[Extrait proposé]
-- -- --

Des policiers dans la cité des 3000 à Aulnay-sous-Bois (Seine-Saint-Denis), le 7 févier 2017. (GEOFFROY VAN DER HASSELT / AFP)

Ce n'est pas la première fois que de telles accusations visent des policiers. Le 16 janvier, un policier municipal de la ville voisine de Drancy (Seine-Saint-Denis) a été jugé pour "violences aggravées" commises à l'aide d'une matraque, explique Le Parisien. Le plaignant accuse les forces de l'ordre de lui avoir enfoncé leur arme rétractable dans l'anus après une arrestation pour tapage. Les médecins diagnostiquent une perforation au niveau de la marge anale. Le fonctionnaire risque jusqu'à six mois de prison avec sursis et l’interdiction d’exercer pendant un an. Le jugement sera rendu le 20 février. 

"Combien de fois je me suis pris des coups dans les couilles !"

"L'histoire de Théo n'est pas un cas isolé, s'indigne Amal Bentounsi, qui depuis quatre ans recense rigoureusement les cas présumés de violences policières. Dans les quartiers, des cas de violences pendant les contrôles, il y en a tous les jours."

-- -- --

[Section des données]
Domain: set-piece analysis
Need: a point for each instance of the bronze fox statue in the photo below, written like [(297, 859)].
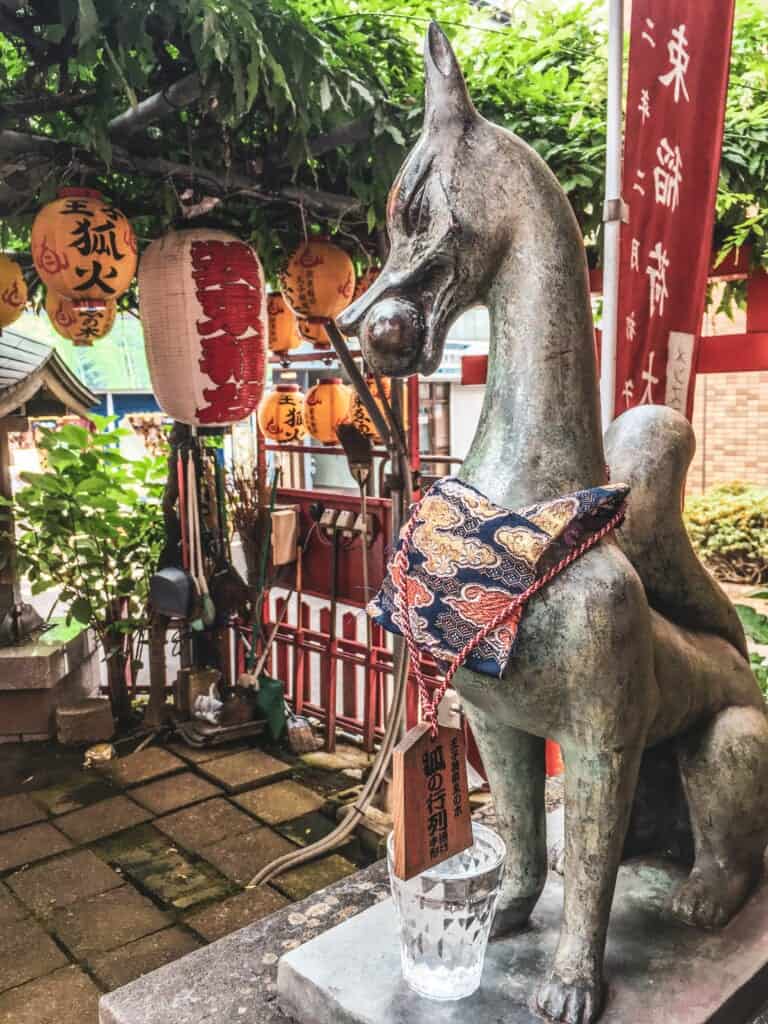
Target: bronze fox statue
[(634, 658)]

-- -- --

[Consigne de l'exercice] Pouvez-vous poursuivre l'extrait sur les violences policières à partir de sa dernière phrase ? Ces données sont sans lien avec l'extrait sur les violences policières.

[Exercice corrigé]
En plus des coups, des brimades, des insultes quotidiennes, il y a les palpations génitales qui sont, évidemment, ressenties par beaucoup de jeunes comme des humiliations extrêmes.

Amal Bentounsi

à franceinfo

Chaque fois qu'elle a vent d'une telle histoire, la militante pousse les jeunes à aller porter plainte. "On me répond systématiquement que ça ne changera rien, se désole-t-elle. Je leur explique pourtant que c'est essentiel, ne serait-ce que pour pourvoir recenser efficacement toutes les dérives."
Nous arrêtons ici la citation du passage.